### Objective
Please count the lines in the data below that contain the word "monk", treating uppercase and lowercase as different, and give only the number.

=== Dataset content ===

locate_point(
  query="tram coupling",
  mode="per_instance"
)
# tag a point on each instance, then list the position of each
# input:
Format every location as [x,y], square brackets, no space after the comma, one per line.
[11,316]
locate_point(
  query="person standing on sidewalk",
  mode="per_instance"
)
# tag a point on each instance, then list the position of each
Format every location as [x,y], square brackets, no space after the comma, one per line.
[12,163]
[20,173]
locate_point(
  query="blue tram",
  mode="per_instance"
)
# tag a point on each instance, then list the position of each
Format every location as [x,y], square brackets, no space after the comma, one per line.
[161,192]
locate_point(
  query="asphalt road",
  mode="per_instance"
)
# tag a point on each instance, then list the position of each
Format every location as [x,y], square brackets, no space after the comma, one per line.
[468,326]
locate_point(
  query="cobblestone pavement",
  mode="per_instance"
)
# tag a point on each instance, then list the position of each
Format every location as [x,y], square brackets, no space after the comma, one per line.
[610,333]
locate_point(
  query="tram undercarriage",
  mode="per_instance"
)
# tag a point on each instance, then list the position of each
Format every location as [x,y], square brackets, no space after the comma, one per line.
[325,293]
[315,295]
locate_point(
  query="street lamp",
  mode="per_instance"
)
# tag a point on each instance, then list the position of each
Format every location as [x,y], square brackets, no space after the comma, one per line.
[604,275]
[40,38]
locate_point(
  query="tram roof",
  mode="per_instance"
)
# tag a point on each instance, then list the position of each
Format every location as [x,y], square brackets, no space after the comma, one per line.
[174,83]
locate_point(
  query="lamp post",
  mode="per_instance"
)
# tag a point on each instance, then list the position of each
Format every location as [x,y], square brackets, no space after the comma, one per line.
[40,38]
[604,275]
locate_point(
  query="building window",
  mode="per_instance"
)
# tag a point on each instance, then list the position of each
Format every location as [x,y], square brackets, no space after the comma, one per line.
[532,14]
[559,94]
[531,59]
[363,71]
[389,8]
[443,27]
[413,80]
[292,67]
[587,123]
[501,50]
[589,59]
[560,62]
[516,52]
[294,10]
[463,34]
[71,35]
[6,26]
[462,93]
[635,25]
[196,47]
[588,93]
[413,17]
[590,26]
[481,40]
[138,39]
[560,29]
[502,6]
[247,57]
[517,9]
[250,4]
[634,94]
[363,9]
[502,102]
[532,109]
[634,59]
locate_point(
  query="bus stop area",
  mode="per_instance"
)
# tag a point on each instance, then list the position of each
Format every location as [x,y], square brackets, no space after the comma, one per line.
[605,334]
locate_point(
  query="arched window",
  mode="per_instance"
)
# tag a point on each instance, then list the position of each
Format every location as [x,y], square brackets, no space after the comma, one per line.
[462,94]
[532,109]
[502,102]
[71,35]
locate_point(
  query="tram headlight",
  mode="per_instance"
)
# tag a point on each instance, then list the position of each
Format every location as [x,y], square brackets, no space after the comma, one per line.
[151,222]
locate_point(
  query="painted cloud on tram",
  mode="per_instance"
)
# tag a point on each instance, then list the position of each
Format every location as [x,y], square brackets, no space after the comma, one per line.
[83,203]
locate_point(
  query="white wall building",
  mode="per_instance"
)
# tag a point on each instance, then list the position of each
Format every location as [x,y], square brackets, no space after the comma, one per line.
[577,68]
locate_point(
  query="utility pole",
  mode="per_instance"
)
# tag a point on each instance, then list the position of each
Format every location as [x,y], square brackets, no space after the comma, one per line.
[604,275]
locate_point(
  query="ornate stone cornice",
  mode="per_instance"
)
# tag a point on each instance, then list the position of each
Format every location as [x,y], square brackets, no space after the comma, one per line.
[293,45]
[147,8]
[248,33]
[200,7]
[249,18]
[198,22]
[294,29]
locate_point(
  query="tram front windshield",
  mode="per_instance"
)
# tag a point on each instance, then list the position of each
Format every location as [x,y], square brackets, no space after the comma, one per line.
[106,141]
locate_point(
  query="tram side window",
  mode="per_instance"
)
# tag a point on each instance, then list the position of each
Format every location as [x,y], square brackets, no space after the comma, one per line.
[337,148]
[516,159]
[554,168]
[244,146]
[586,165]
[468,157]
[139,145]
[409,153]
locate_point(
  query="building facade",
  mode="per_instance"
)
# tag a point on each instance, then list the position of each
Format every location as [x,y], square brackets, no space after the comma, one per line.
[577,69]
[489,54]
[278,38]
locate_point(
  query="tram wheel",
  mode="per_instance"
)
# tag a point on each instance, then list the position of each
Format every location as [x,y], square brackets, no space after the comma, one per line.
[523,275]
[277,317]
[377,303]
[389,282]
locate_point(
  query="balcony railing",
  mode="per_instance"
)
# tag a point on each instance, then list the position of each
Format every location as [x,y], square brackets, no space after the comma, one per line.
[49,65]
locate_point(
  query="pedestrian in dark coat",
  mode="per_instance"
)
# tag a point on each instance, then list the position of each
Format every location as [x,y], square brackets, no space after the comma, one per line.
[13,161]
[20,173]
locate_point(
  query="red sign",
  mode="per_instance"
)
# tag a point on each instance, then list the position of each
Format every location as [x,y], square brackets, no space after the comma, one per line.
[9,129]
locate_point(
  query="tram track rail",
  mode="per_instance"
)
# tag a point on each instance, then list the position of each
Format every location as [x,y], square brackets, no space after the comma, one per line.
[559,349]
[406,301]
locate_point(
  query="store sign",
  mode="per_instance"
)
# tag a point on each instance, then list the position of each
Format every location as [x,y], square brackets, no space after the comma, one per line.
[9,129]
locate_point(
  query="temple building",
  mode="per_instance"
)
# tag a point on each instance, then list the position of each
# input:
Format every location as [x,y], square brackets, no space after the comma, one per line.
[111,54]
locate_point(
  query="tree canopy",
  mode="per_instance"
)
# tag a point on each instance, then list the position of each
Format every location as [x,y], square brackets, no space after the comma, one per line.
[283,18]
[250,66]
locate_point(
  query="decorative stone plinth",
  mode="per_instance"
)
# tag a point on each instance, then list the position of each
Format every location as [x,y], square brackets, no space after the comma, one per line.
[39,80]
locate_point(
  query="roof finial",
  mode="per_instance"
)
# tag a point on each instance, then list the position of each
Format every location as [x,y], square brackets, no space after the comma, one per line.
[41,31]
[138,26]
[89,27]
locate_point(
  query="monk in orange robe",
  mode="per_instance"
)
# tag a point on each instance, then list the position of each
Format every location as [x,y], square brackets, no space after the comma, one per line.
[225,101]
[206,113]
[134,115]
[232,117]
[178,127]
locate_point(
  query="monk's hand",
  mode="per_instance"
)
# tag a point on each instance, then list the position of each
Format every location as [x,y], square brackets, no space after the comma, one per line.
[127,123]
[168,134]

===

### Task answer
2